*Brief a*:
Answer these questions about the passage on valve operating:
(i) Which part did the inventor study making movable relative to the rocker arm?
(ii) Moving the rocker arm away from the valve spring retainer would require changing the position of what?
(iii) What might not be secured if the valve spring retainer is moved away from the rocker arm?

*Passage to read*:
────
Japanese Utility Model Publication No. 6-29442

  The inventor of the present application has studied to configure a variable valve operating apparatus capable of switching the operating state of the valve by forming the roller so as to be movable with respect to the rocker arm while taking advantage of the above-mentioned internal combustion engine. However, if the roller is movable relative to the rocker arm, the roller will be closer to the valve spring retainer.

  In order to avoid interference between the roller and the valve spring retainer, it is conceivable to move the rocker arm away from the valve spring retainer. However, in that case, it is necessary to change the position of the camshaft, and the cylinder head of the internal combustion engine becomes larger. On the other hand, it is conceivable to move the position of the valve spring retainer away from the rocker arm without changing the position of the rocker arm. However, in that case, there is a possibility that a necessary valve lift amount cannot be secured.
────
*Extracted material*:
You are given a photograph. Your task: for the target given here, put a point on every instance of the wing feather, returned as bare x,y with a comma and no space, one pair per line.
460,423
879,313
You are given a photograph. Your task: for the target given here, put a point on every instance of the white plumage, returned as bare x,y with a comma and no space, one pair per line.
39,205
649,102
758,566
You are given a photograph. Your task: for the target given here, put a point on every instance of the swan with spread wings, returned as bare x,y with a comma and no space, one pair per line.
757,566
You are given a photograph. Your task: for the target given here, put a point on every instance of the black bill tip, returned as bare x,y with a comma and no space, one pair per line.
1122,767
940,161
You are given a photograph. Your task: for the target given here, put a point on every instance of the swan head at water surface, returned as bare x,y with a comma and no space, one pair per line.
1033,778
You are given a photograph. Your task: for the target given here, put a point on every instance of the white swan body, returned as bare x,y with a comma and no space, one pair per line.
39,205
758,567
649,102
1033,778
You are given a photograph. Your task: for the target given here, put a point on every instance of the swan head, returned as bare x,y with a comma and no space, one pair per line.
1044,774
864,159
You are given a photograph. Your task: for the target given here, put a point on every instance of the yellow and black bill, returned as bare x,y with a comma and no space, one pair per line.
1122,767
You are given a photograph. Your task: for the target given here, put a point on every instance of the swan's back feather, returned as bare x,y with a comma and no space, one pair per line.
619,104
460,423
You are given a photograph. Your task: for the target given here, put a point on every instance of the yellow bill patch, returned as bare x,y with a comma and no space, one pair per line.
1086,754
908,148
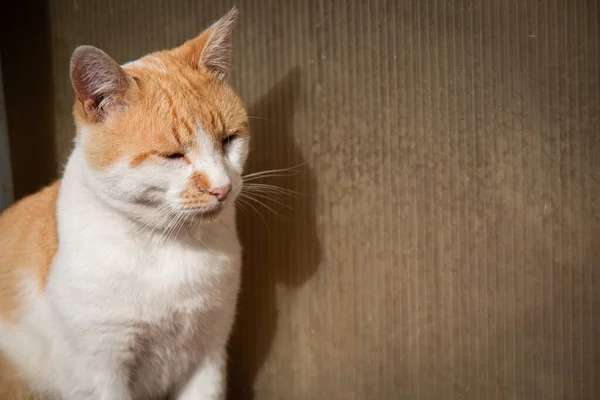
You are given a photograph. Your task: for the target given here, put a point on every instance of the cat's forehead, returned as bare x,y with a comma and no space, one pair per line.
174,91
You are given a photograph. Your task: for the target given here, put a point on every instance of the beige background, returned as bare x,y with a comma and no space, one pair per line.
448,244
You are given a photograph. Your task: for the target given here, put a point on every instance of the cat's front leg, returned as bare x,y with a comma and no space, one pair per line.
97,385
208,380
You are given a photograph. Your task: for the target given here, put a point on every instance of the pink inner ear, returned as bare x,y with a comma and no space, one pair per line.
97,79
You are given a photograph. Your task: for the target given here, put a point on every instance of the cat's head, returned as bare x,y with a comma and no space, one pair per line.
164,135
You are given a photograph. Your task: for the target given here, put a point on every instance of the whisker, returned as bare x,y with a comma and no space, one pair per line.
264,196
264,205
272,188
294,169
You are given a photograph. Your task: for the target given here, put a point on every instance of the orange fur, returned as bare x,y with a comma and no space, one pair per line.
161,113
29,240
27,247
156,106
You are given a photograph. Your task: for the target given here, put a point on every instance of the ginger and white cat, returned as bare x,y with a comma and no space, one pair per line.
120,281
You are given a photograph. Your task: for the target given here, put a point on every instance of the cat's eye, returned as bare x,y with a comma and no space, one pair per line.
174,156
228,139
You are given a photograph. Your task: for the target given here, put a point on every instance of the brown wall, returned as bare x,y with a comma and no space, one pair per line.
448,242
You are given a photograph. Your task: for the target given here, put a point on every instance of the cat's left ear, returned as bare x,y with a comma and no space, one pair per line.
211,50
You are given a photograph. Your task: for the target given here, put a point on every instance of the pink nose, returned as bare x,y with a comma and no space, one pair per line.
221,192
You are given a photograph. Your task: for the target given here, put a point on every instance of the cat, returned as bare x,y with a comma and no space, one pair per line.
120,281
────
*Brief b*:
Rewrite the lines of the listing from the one containing "cat's eye, returned" through the end of the listing, inclusive, swapping "photograph" for "image" and leaving everything else as it is.

*Expected answer a*:
(i) The roller.
(ii) The camshaft.
(iii) A necessary valve lift amount.

*Expected answer b*:
You are given a image. Your task: for the target given here, put a point on every instance of the cat's eye, returned as bare x,y with a comma and no space, one pair per line.
174,156
228,139
You are given a image. Your task: for the target given here, put a point on every instance of the brown wall, returned as bare x,y with a comma and no space, one pair per line.
448,242
You are given a image. Your task: for the target given here, put a point on every instance of the cat's left ear, returned as bare x,y with a comma and no space, one pair per line.
211,50
You are given a image. Your task: for the target given here, put a point on every instance of the pink nose, returned as bare x,y with a comma and no space, one pair per line.
221,192
You are given a image. Your task: for the target given here, put a point on every instance of the cat, returned as bare x,y with a comma and no space, one pair per line.
120,281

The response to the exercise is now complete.